Task directions: Each record below should appear again exactly as written.

Stored entries:
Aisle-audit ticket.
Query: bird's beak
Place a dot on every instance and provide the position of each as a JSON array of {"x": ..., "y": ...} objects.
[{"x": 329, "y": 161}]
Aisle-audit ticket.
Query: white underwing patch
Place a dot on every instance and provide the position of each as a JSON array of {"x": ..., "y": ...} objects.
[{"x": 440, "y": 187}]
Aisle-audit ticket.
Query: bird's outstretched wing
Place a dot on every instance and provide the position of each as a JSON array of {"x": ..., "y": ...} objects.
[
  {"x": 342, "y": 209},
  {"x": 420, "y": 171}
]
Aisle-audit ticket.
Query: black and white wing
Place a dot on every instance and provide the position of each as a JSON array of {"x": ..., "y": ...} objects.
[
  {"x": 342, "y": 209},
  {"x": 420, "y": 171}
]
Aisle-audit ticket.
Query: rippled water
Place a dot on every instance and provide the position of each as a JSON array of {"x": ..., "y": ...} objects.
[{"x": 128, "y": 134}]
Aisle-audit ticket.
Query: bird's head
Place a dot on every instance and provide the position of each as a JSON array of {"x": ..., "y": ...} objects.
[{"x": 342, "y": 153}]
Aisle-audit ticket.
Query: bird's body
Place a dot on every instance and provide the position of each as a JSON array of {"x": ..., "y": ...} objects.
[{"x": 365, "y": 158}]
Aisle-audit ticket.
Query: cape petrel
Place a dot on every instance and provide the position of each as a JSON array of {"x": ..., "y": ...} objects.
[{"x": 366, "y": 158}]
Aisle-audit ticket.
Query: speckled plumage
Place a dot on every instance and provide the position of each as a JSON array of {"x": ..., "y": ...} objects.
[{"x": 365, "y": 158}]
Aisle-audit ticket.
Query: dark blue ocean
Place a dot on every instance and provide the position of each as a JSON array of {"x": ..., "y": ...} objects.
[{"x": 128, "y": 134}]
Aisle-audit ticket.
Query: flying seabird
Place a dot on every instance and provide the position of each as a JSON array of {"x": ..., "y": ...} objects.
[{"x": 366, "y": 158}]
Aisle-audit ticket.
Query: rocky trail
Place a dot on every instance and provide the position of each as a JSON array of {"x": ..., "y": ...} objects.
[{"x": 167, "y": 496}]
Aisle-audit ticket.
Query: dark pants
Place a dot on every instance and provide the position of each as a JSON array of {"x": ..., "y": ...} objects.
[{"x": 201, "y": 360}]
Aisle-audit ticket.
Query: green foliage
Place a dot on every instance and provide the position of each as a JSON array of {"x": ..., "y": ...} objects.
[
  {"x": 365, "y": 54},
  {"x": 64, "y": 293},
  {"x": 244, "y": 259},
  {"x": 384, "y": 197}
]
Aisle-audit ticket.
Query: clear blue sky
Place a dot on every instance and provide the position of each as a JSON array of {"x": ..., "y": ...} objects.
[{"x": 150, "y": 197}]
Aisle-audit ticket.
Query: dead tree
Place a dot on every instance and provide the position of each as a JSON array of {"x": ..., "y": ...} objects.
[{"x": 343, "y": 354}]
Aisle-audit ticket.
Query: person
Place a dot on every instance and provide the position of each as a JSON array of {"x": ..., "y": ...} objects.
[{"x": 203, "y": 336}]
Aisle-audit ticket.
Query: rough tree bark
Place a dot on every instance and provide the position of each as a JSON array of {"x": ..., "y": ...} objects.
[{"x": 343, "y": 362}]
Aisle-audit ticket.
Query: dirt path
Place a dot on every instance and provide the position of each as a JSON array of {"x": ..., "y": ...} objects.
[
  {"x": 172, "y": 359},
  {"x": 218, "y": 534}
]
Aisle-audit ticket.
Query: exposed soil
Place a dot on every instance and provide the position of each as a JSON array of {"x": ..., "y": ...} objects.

Result below:
Aisle-audit ticket.
Query: bird's beak
Place a dot on every instance and provide the position of each as a JSON array of {"x": ..., "y": ...} objects.
[{"x": 329, "y": 161}]
Aisle-audit ticket.
Query: white underwing patch
Place a dot on every instance and provide the position of each as a JSON array of {"x": ..., "y": ...} objects.
[{"x": 440, "y": 187}]
Aisle-audit ticket.
Query: bird's outstretched wing
Place a dot on every instance and provide the position of each as a JSON array of {"x": ..., "y": ...} objects.
[
  {"x": 342, "y": 209},
  {"x": 420, "y": 171}
]
Aisle-audit ticket.
Query: black and white wing
Place a dot on every instance and provide the position of each as a JSON array of {"x": ..., "y": ...} objects.
[
  {"x": 342, "y": 209},
  {"x": 420, "y": 171}
]
Aisle-audit ticket.
Query: rippled water
Place a dot on every instance and provide the position of each as a JSON array of {"x": ..., "y": ...} objects.
[{"x": 128, "y": 134}]
Aisle-audit ticket.
Query: bird's head
Place a dot on every instance and provide the position of each as a JSON array of {"x": ..., "y": ...} objects.
[{"x": 342, "y": 153}]
Aisle-audit ticket.
Query: bird's body
Place a dot on every instance and provide the position of each as a JSON array of {"x": ..., "y": ...} objects.
[{"x": 365, "y": 158}]
Aisle-audit ticket.
Query: cape petrel
Place a dot on every instance and provide the position of each as a JSON array of {"x": ..., "y": ...} objects.
[{"x": 366, "y": 158}]
Aisle-audit ticket.
Query: speckled plumage
Place a dot on every instance and provide the position of each as a JSON array of {"x": ..., "y": ...} objects.
[{"x": 365, "y": 158}]
Aisle-audit ticket.
Query: dark blue ocean
Place a dot on every instance and provide the position of each as a JSON array of {"x": ..., "y": ...} objects.
[{"x": 128, "y": 134}]
Aisle-audit ticket.
Query: flying seabird
Place a dot on every instance and provide the position of each as a JSON array of {"x": ..., "y": ...} objects.
[{"x": 366, "y": 158}]
Aisle-audit ticket.
Query: rocky trail
Place a dot on every instance and provide the position of each as a JSON array of {"x": ..., "y": ...} objects.
[{"x": 167, "y": 496}]
Aisle-audit ticket.
Query: dark pants
Place a dot on every instance and provide the position of each as a JSON array of {"x": ..., "y": ...} objects.
[{"x": 201, "y": 360}]
Aisle-audit ticket.
Query: green foliage
Place a dot on every instance and provide the position of each as a JSON array of {"x": ..., "y": ...} objects.
[
  {"x": 365, "y": 54},
  {"x": 64, "y": 293},
  {"x": 244, "y": 259},
  {"x": 384, "y": 197}
]
Aisle-audit ticket.
Query: clear blue sky
Place a dot on every instance and provide the position of each as a JSON array of {"x": ..., "y": ...} objects.
[{"x": 150, "y": 197}]
Aisle-audit ticket.
Query: dead tree
Place a dot on every instance and provide the position of each as a JSON array of {"x": ..., "y": ...} objects.
[{"x": 343, "y": 354}]
Aisle-audit ticket.
Query: person
Place a dot on every instance and provide the position of each as a JSON array of {"x": ..., "y": ...} objects.
[{"x": 203, "y": 336}]
Aisle-audit ticket.
Query: rough tree bark
Place a dot on every instance and provide the position of each as a JSON array of {"x": ..., "y": ...} objects.
[{"x": 343, "y": 362}]
Aisle-audit ticket.
Query: dirt path
Place a dot on every instance and provide the position of each as a JSON array of {"x": ..., "y": ...} objects.
[
  {"x": 172, "y": 359},
  {"x": 218, "y": 534}
]
Aisle-audit ticket.
Query: exposed soil
Place a dot on every instance and provide the position of each as a JSON array of {"x": ..., "y": ...} objects.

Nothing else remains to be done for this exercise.